→ **DIRECTIVE**
Change "Place a single point on each instance" to "Mark every instance with one point" in every one of the entries below and leave all other text as it is.

# start of PROVIDED INFORMATION

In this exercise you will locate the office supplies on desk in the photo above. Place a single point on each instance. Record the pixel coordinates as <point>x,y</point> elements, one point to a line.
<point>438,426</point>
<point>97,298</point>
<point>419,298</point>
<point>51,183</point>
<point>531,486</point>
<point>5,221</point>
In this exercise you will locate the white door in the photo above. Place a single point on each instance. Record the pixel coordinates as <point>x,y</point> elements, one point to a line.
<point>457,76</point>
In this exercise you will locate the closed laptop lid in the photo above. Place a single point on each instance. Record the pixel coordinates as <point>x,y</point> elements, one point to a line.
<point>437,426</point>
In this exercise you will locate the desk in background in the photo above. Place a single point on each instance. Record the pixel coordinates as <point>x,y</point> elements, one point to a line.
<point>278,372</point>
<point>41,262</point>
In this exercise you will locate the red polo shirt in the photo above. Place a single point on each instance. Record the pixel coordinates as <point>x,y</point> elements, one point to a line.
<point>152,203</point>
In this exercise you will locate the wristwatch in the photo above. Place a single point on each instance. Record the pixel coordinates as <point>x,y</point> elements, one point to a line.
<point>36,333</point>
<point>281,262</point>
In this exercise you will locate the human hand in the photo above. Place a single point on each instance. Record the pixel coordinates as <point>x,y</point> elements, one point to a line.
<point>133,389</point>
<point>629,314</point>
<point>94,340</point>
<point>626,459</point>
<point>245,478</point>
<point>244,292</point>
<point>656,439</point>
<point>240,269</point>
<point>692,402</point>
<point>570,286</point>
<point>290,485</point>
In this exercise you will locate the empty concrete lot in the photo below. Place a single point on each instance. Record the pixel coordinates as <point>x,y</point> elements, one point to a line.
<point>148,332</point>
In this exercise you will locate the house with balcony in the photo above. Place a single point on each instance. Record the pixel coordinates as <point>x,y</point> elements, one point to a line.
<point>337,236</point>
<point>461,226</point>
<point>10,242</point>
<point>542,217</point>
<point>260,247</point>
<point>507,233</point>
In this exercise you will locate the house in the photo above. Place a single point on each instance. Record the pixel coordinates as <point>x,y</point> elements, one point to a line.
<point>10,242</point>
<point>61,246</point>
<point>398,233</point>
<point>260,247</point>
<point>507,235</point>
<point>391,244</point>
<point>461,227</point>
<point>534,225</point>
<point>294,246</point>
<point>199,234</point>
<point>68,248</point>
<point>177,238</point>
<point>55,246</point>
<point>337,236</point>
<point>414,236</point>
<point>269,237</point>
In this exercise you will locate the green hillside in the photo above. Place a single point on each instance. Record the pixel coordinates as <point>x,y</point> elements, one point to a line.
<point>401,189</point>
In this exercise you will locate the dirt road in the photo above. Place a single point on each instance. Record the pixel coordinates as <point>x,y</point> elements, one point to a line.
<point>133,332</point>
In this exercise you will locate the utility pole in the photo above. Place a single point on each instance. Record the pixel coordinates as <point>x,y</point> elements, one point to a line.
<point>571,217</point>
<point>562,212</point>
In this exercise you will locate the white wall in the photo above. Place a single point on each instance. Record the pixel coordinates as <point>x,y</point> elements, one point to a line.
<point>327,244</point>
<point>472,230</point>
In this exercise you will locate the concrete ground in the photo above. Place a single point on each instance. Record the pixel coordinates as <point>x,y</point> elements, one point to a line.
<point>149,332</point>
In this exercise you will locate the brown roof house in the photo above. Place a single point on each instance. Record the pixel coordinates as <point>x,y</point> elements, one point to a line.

# end of PROVIDED INFORMATION

→ **RESULT**
In this exercise you will locate the office supplies on desk in the photo above. Mark every instance with one point. Record the pixel coordinates as <point>x,y</point> elements, one point to a line.
<point>438,426</point>
<point>97,298</point>
<point>419,298</point>
<point>51,183</point>
<point>531,486</point>
<point>5,221</point>
In this exercise you will locate the white door in the photo above. Mark every instance with one point. Record the pixel coordinates as <point>x,y</point> elements, one point to a line.
<point>457,76</point>
In this exercise you will locate the closed laptop lid in the photo above. Mark every instance with one point. Record the pixel coordinates as <point>x,y</point> elements, one point to a line.
<point>437,426</point>
In this exercise you will locate the desk in background in the photo above. Mark every instance with one point. Record the pixel coordinates as <point>x,y</point> elements, one point to a line.
<point>278,372</point>
<point>41,262</point>
In this exercise you will locate the red polo shirt in the photo above. Mark every instance with one point. Record the pixel coordinates as <point>x,y</point> elements, one point to a line.
<point>152,203</point>
In this exercise you will locate the wristwatch in the photo above. Mark every instance with one point. Record the pixel coordinates as <point>x,y</point> elements, one point to a line.
<point>36,333</point>
<point>281,262</point>
In this exercise you will locate the human hand in the photo above. Mark every instance with one point. Record the pixel coordinates as <point>x,y</point> elements, one point to a line.
<point>133,389</point>
<point>629,314</point>
<point>94,340</point>
<point>626,459</point>
<point>245,478</point>
<point>244,292</point>
<point>656,439</point>
<point>240,269</point>
<point>692,402</point>
<point>570,286</point>
<point>290,485</point>
In this exercise you will locate the empty concrete lot in the photo below. Mark every instance with one point. Record the pixel coordinates as <point>x,y</point> elements, one point to a line.
<point>148,332</point>
In this exercise you will locate the house with balcony in the photo above. Mark every instance with one point. Record the pixel coordinates as <point>x,y</point> elements, one point to a line.
<point>337,236</point>
<point>461,226</point>
<point>10,242</point>
<point>542,217</point>
<point>260,247</point>
<point>507,233</point>
In this exercise you will locate the house in the photo above. Mark every instance with one point. Record the pixel coordinates as <point>x,y</point> elements, one point to a line.
<point>10,242</point>
<point>61,246</point>
<point>398,233</point>
<point>260,247</point>
<point>507,235</point>
<point>391,244</point>
<point>461,227</point>
<point>534,225</point>
<point>294,246</point>
<point>199,234</point>
<point>68,248</point>
<point>177,238</point>
<point>55,246</point>
<point>337,236</point>
<point>414,236</point>
<point>269,237</point>
In this exercise you will locate the green hillside in the photo above. Mark every instance with one point. Record the pixel coordinates as <point>x,y</point> elements, one point to a line.
<point>401,189</point>
In this exercise you will locate the dirt road in the photo above. Mark every instance with one point. Record the pixel coordinates as <point>x,y</point> elements, one point to a line.
<point>133,332</point>
In this exercise you will locate the utility pole in the photo above. Mark every instance with one point. Record the pixel coordinates as <point>x,y</point> elements, one point to a line.
<point>571,217</point>
<point>562,212</point>
In this exercise you will locate the white wall in the photo above. Mark every instance with one point. Record the pixel coordinates as <point>x,y</point> elements, one point to a line.
<point>327,244</point>
<point>472,230</point>
In this exercise you will locate the concrete ground in the photo above. Mark every instance with one point. Record the pixel coordinates as <point>x,y</point> elements, one point to a line.
<point>149,332</point>
In this exercise you will locate the brown roof house in the photo above. Mark every instance with one point. Record the pixel coordinates as <point>x,y</point> elements, one point to a line.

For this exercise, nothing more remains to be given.